REQUEST:
Repeat the records below word for word, but start at the line that contains "white striped shirt?", stop after the last line, and include nothing else.

## Start RECORDS FOR PROCESSING

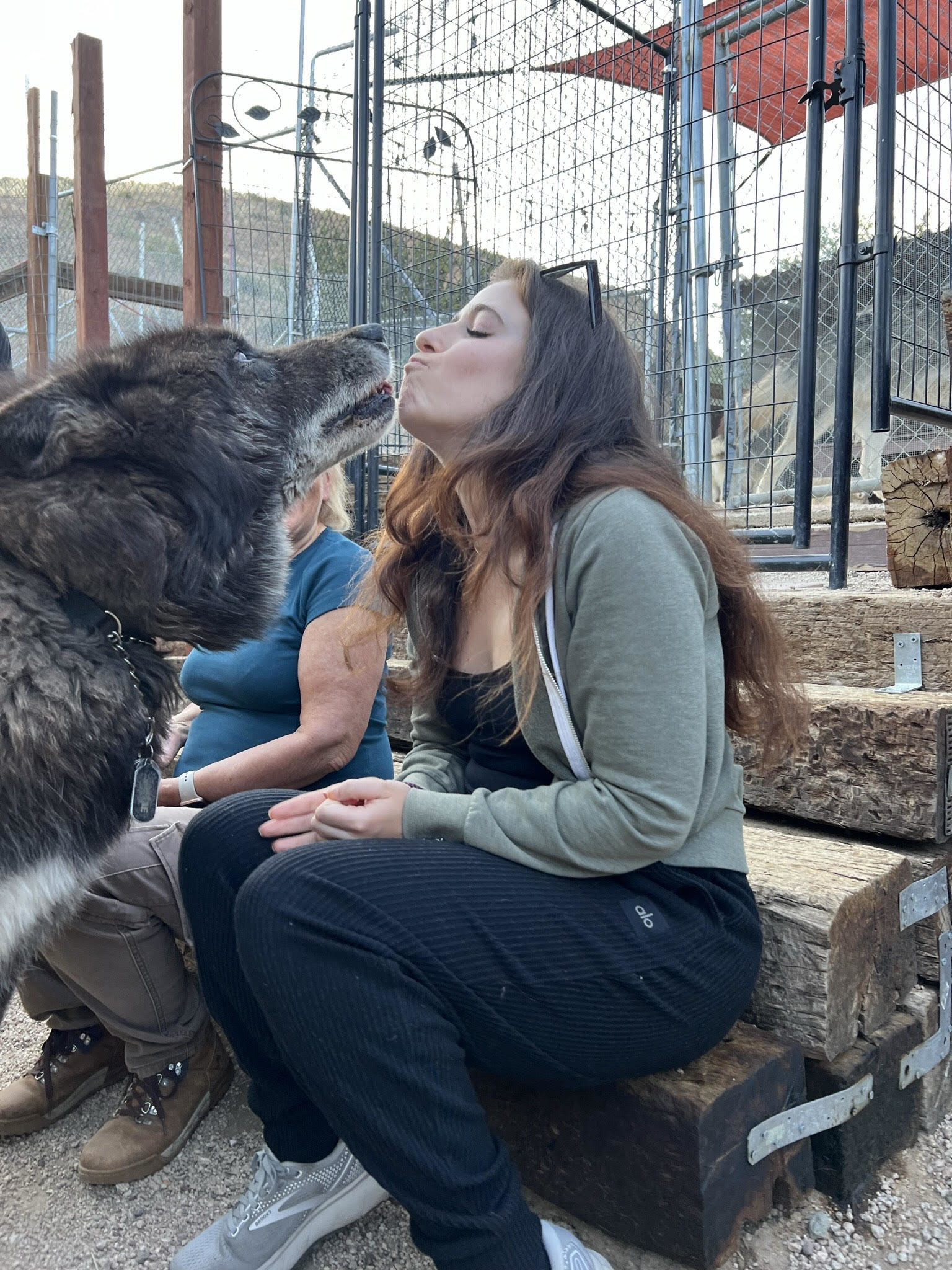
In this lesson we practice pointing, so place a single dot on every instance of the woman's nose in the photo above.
(427, 340)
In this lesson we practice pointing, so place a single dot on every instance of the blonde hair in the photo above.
(335, 508)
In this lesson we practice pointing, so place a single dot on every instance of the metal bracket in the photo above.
(809, 1118)
(932, 1052)
(908, 659)
(923, 898)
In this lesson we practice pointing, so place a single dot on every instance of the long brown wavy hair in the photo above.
(576, 424)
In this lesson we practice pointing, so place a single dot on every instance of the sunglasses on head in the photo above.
(591, 267)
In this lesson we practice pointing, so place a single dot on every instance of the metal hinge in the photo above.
(809, 1118)
(908, 660)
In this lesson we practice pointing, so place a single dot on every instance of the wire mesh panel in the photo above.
(667, 141)
(923, 218)
(284, 153)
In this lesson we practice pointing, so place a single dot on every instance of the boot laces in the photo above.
(144, 1095)
(58, 1049)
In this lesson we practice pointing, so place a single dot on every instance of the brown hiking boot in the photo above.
(156, 1117)
(71, 1067)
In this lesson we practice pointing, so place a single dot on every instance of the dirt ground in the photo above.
(48, 1220)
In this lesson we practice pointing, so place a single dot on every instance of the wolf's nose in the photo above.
(369, 331)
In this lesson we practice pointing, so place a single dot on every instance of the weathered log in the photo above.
(845, 638)
(835, 962)
(923, 864)
(935, 1089)
(662, 1161)
(399, 706)
(873, 761)
(918, 494)
(845, 1158)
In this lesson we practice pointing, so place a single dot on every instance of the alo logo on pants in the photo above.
(645, 916)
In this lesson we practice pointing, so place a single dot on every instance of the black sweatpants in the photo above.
(357, 982)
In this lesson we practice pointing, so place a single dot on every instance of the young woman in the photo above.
(296, 709)
(555, 888)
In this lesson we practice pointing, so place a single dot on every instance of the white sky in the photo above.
(141, 68)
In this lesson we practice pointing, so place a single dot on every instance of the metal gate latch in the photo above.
(908, 660)
(809, 1118)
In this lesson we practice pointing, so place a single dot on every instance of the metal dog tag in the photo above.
(145, 789)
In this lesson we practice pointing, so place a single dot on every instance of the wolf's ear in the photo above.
(41, 432)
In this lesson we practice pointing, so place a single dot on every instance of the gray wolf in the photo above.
(149, 481)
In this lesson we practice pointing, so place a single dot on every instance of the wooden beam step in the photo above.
(935, 1089)
(847, 1158)
(835, 963)
(662, 1161)
(845, 637)
(874, 762)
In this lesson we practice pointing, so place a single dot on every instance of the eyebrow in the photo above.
(478, 309)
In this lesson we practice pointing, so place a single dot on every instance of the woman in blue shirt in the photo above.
(291, 710)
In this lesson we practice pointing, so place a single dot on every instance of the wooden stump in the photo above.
(662, 1161)
(835, 962)
(845, 638)
(845, 1158)
(935, 1089)
(917, 493)
(873, 762)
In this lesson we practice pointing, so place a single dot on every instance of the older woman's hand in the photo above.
(364, 808)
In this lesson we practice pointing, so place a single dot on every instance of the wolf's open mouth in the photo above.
(375, 404)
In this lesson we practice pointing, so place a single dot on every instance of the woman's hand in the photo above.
(169, 791)
(364, 808)
(173, 741)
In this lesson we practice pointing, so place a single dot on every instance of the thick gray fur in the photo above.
(152, 478)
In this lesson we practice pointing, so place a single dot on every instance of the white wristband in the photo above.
(187, 790)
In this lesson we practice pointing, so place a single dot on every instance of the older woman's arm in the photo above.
(335, 706)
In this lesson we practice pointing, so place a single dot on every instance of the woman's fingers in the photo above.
(299, 840)
(302, 804)
(286, 825)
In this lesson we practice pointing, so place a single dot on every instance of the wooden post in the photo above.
(201, 186)
(37, 248)
(89, 195)
(918, 495)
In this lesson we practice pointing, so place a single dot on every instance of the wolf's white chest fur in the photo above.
(30, 900)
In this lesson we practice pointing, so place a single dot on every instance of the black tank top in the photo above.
(493, 761)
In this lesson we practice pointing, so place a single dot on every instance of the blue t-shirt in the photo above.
(252, 695)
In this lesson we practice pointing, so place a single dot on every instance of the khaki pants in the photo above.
(117, 963)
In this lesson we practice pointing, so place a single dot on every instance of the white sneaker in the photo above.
(286, 1208)
(565, 1253)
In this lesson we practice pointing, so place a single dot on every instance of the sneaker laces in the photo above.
(267, 1171)
(144, 1095)
(58, 1048)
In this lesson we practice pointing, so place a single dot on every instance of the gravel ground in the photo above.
(50, 1220)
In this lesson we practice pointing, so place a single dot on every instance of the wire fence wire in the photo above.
(536, 127)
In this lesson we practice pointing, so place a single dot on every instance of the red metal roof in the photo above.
(770, 65)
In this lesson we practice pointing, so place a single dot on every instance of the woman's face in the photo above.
(462, 371)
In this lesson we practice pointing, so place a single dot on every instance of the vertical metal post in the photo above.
(659, 342)
(52, 239)
(725, 172)
(702, 276)
(690, 431)
(853, 74)
(295, 210)
(884, 229)
(357, 272)
(374, 310)
(810, 277)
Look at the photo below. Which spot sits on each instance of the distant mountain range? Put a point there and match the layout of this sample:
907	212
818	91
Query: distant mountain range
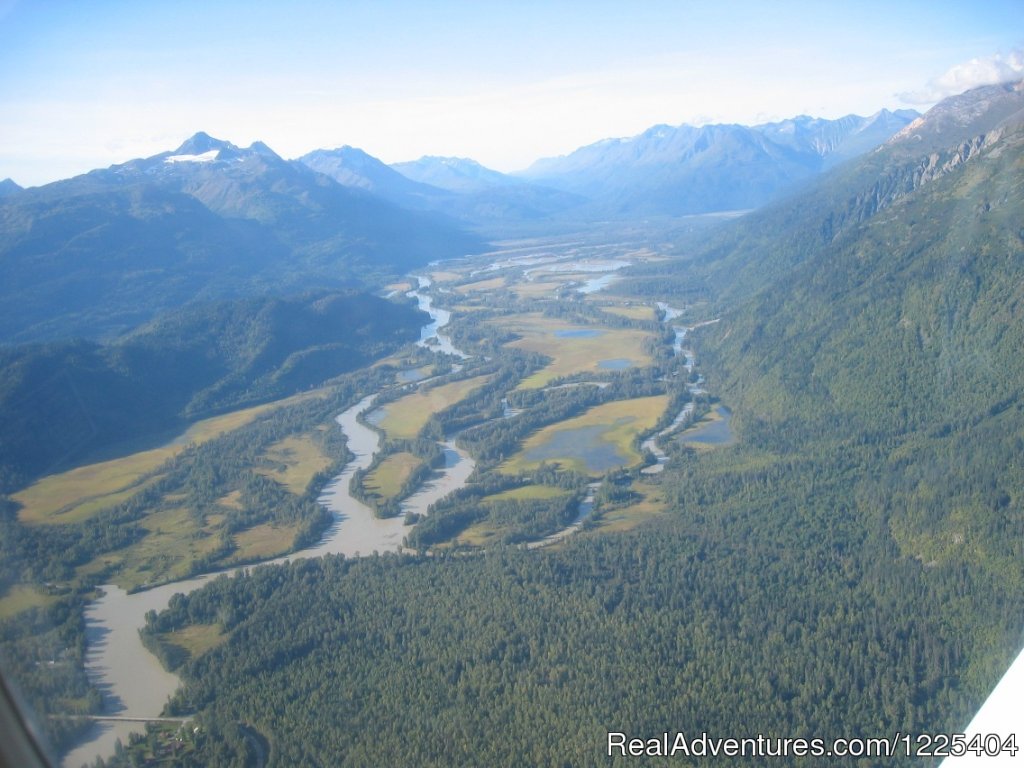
97	254
461	188
210	219
687	170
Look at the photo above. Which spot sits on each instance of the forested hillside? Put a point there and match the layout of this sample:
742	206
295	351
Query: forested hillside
97	254
61	401
851	564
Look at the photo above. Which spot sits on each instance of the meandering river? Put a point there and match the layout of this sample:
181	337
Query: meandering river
132	680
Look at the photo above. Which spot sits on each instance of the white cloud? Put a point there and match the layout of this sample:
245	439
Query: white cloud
986	71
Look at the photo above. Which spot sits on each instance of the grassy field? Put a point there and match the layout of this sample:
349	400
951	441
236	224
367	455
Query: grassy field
262	542
442	275
78	494
634	311
173	541
406	417
479	286
298	458
537	289
386	479
197	639
599	439
570	353
526	492
22	597
651	504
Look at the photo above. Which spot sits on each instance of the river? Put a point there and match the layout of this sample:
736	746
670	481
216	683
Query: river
132	680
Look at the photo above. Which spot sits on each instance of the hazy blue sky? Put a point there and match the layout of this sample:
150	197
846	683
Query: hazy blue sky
88	83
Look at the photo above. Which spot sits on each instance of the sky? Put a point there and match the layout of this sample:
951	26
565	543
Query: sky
86	85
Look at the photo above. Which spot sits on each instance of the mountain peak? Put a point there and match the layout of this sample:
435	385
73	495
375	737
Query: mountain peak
9	186
202	142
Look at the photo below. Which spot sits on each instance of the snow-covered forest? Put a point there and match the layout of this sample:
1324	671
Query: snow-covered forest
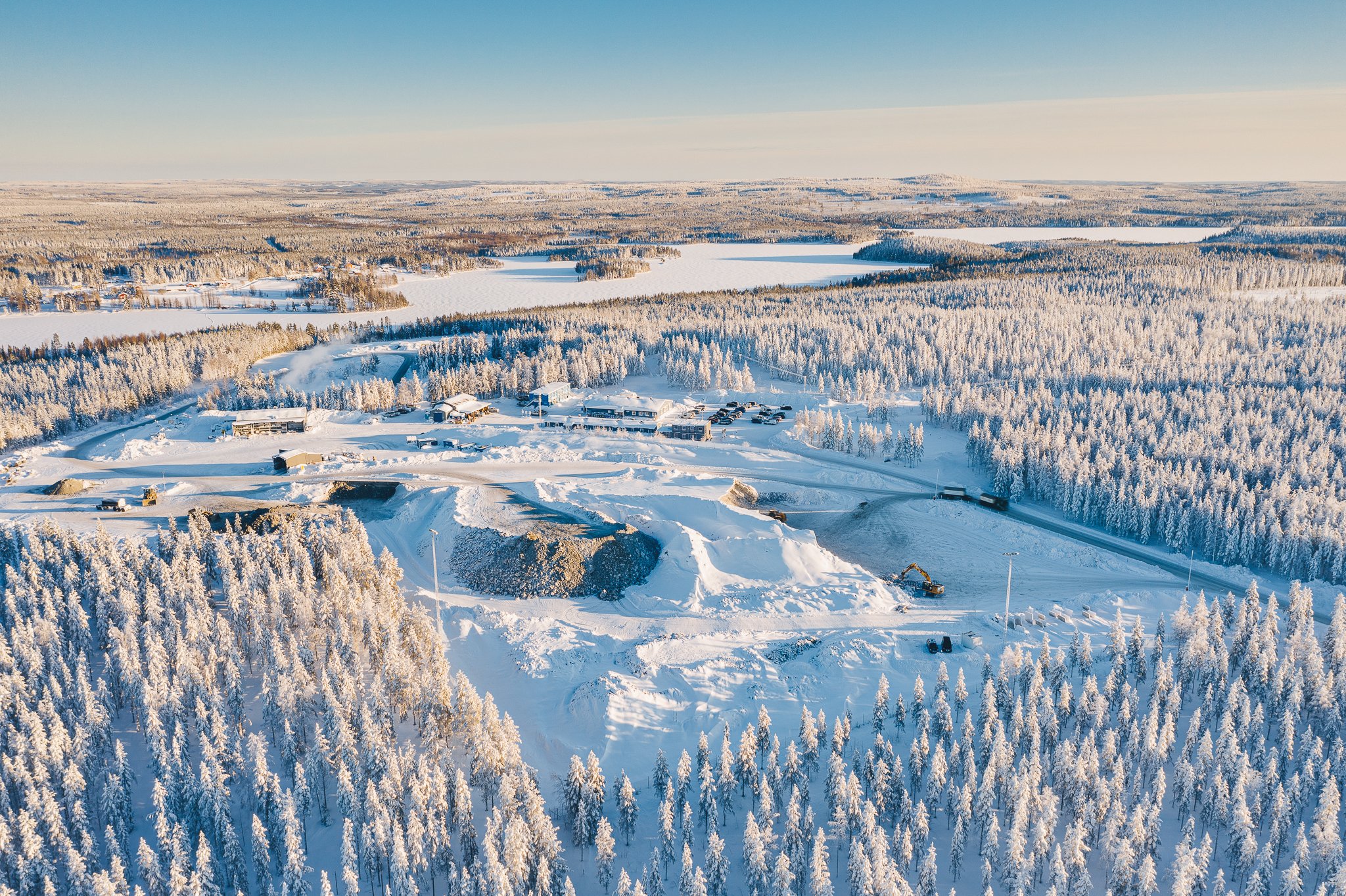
249	715
243	712
58	389
1136	388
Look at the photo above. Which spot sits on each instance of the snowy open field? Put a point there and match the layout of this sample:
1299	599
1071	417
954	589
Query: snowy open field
521	283
534	282
741	610
995	236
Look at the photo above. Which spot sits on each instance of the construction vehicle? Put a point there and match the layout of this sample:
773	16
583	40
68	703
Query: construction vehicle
994	502
929	587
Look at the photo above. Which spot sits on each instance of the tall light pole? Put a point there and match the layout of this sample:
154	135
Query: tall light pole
1004	633
434	563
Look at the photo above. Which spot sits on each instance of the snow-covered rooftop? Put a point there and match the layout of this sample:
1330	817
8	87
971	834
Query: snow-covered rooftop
263	414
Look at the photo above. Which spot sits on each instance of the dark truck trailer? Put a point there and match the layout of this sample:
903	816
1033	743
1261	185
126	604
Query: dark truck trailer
994	502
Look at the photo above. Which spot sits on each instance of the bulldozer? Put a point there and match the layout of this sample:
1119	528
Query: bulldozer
929	587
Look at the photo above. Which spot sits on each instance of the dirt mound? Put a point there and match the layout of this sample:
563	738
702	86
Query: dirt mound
553	560
357	490
741	495
69	487
259	518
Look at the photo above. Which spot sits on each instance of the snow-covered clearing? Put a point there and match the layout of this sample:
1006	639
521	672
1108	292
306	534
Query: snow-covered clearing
742	610
521	283
995	236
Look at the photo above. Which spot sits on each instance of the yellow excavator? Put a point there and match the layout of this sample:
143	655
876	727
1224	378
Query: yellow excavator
929	587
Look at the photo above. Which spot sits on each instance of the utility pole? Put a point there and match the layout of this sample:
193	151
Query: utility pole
1004	633
434	563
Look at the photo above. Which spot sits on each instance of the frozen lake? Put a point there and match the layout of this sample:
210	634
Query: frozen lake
522	283
992	236
532	282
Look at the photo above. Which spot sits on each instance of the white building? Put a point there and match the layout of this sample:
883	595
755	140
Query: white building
551	393
628	408
268	422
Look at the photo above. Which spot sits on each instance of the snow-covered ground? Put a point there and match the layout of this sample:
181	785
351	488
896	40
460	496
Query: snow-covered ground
534	282
741	610
995	236
522	283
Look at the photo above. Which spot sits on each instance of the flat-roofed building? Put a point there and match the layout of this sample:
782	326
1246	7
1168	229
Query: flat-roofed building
551	393
628	408
693	430
269	422
294	459
470	411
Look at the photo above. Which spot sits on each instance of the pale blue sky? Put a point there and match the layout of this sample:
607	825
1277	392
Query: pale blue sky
142	89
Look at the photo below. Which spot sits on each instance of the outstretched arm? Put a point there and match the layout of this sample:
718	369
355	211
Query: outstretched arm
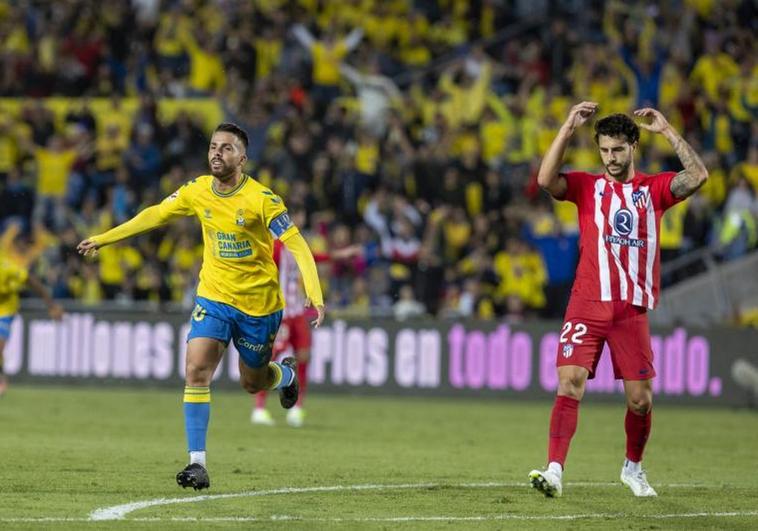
694	174
297	245
147	220
548	177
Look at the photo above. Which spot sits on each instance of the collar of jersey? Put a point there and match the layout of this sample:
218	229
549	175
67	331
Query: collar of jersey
233	190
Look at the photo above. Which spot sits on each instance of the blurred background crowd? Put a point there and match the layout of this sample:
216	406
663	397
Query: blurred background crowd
407	132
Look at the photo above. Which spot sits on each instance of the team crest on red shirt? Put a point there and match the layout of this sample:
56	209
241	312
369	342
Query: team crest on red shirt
640	198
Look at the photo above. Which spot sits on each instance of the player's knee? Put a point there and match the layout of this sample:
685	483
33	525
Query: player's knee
197	375
640	404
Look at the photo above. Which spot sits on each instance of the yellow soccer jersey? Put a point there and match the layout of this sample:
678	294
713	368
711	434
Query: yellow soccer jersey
238	266
13	273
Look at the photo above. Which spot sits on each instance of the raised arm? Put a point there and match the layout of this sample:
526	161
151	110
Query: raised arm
694	174
353	38
297	245
548	177
303	36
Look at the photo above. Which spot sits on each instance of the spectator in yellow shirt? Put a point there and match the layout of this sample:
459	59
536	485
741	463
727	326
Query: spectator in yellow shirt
327	54
207	75
54	164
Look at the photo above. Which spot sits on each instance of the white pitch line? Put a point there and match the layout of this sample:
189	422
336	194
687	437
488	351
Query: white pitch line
401	519
118	512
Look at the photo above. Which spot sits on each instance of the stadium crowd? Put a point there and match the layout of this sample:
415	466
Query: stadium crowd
410	131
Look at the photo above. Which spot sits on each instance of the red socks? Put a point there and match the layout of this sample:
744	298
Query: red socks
562	427
302	380
637	431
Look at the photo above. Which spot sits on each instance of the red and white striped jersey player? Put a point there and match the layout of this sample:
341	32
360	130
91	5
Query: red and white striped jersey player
294	337
617	278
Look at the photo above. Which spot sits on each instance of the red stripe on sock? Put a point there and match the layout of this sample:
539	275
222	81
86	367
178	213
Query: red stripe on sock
562	427
637	432
260	399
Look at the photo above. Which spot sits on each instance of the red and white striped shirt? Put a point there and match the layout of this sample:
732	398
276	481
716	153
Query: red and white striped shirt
619	227
289	281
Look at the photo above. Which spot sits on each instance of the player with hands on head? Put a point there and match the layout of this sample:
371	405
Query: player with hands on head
238	296
617	278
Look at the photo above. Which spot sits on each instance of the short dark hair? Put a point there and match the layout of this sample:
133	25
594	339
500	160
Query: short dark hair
234	129
617	125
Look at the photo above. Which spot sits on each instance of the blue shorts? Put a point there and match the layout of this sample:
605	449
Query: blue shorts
253	336
5	326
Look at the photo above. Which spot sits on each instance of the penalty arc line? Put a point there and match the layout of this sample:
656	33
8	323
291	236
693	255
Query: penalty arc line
402	519
118	512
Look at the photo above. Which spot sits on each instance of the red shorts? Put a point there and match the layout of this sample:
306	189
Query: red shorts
293	332
589	324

## End RECORDS FOR PROCESSING

TASK SOLUTION:
Look at the photo above. Which spot sits on each instance of the red and white striped shirt? Put a point there and match the layout of this sample:
732	398
276	481
716	153
Query: red and white striped shirt
619	227
289	281
Look at the photo above. Which spot sits on each instance of the player with hands on head? Put a point there and match the layout of this sample:
371	405
Query: player with hands on head
238	296
617	278
Look at the photo above. Which spot sits on each instance of the short dark hair? Put a point there and match the layout of this sample:
133	25
594	339
500	160
Query: short dark hair
234	129
617	125
Look at the photo above. Which spot sits on each instance of the blue shorts? Put a point there and match the layout of this sample:
605	449
Query: blue shorts
253	336
5	326
Look at the photo above. Which spot sits on each instance of the penalty arc line? Put a point there and match the layout of this sample:
656	33
8	323
291	236
693	255
Query: penalty arc line
402	519
118	512
Look at the photo above. Which spot sits on each instance of the red shorts? Put a point there and match the layout of this sample:
306	189
Query: red shorts
293	332
589	324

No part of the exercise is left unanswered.